President Obama held an unscheduled press conference on the events in Crimea yesterday, expressing deep concern and warning Putin that “there will be costs.” There is an intense diplomatic effort underway, involving both Russian and Ukrainian officials, as well as European allies. Again, if Putin is determined, none of this will be effective.
Yet, the West is not wholly without leverage either. While it went mostly unnoticed in the American press, Obama made an unscheduled stop to Vice President Biden’s meeting with Georgia’s Prime Minister Garibashvili and expressed support for creating closer ties and for its aspirations of full NATO membership.
It is this last move that may be the most significant. Russia is no longer a great power. While its military retains some important capabilities, its army is largely made up of ill-equipped and poorly disciplined conscripts, whose families lack the means for them to avoid service. In the 2008 war, Georgia shot down 9 of its planes in less than a week.
5. What Will Be The Consequences?
If Putin does annex Crimea, it will surely bring international condemnation and, quite probably, some form of implicit or explicit trade sanctions. With its weakened economy, that is not something that Russia can easily afford and a downturn can be expected. If the price of oil drops 15%-20%, the country could suffer a crisis on the level of what it endured in the 1990′s.

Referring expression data
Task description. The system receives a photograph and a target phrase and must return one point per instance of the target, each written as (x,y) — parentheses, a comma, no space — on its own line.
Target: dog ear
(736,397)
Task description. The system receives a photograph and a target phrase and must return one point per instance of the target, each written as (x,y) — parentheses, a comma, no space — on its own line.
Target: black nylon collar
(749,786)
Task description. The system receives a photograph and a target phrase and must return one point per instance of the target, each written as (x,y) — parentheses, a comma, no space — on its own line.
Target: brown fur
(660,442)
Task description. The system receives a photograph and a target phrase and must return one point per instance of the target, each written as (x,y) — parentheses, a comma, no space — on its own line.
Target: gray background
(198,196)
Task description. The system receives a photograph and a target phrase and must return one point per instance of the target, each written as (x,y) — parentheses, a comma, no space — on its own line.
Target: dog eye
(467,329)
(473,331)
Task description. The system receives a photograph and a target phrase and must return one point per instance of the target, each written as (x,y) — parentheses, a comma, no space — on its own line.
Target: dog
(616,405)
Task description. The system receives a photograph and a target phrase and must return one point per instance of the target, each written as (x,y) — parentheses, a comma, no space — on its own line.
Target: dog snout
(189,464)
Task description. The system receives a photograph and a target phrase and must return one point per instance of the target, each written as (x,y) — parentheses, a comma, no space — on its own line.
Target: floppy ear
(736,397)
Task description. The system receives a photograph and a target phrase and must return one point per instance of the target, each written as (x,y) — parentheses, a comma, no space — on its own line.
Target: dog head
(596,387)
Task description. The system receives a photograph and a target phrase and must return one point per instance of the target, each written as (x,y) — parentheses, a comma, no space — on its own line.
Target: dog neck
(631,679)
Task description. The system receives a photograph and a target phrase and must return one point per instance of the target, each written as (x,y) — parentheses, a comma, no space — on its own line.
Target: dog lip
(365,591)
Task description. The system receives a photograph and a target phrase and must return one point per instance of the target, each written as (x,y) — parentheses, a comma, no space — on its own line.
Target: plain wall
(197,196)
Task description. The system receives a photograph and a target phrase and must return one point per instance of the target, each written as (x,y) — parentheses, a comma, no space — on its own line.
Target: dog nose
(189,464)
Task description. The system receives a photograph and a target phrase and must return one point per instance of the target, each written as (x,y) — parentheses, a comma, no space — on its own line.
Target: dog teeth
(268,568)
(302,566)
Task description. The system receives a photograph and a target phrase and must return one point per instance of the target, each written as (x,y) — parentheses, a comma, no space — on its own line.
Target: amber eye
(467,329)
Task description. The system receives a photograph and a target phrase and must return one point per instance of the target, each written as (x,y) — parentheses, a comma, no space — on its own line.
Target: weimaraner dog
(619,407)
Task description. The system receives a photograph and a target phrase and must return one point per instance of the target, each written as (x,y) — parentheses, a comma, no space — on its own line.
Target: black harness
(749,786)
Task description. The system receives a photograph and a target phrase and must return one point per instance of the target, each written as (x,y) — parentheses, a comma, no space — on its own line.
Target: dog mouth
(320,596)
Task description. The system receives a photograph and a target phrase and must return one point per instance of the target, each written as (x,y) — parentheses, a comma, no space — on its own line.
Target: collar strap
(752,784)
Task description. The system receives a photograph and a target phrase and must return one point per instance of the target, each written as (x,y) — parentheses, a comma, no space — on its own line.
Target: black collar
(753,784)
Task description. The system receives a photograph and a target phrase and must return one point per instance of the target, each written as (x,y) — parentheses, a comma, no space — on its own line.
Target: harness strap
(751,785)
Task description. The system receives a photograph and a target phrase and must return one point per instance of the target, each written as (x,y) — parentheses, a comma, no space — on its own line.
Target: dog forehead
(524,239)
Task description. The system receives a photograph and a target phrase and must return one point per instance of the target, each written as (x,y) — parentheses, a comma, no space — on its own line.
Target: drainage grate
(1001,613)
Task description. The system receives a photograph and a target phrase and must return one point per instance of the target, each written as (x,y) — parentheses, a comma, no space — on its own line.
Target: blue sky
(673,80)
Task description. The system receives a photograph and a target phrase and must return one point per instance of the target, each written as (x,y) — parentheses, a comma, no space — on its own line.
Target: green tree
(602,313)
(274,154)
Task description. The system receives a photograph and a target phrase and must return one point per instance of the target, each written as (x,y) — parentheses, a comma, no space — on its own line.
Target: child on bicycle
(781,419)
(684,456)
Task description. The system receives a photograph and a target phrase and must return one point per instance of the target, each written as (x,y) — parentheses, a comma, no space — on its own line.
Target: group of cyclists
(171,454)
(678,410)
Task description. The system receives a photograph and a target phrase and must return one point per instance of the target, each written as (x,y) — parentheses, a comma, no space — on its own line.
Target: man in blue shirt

> _Required work_:
1/ Using the Crimea passage, decide whether each statement agrees with it. (a) Obama's stop at Biden's meeting with Georgia's prime minister drew wide attention in the American press. (b) Russia's army consists largely of conscripts. (c) In the 2008 war, Georgia shot down 9 Russian planes in less than a week. Answer yes or no for each, and quote the deciding words.
2/ Output the stretch of the Crimea passage from "It is this last" through "Be The Consequences?".
3/ According to the Crimea passage, why would trade sanctions be hard on Russia? Explain in one to three sentences.

> _Results by task_:
1/
(a) No: "it went mostly unnoticed in the American press"
(b) Yes: "its army is largely made up of ill-equipped and poorly disciplined conscripts"
(c) Yes: "In the 2008 war, Georgia shot down 9 of its planes in less than a week."

2/
It is this last move that may be the most significant. Russia is no longer a great power. While its military retains some important capabilities, its army is largely made up of ill-equipped and poorly disciplined conscripts, whose families lack the means for them to avoid service. In the 2008 war, Georgia shot down 9 of its planes in less than a week.
5. What Will Be The Consequences?

3/ Russia's economy is already weakened, so it cannot easily afford sanctions. A downturn could therefore be expected if sanctions followed an annexation of Crimea.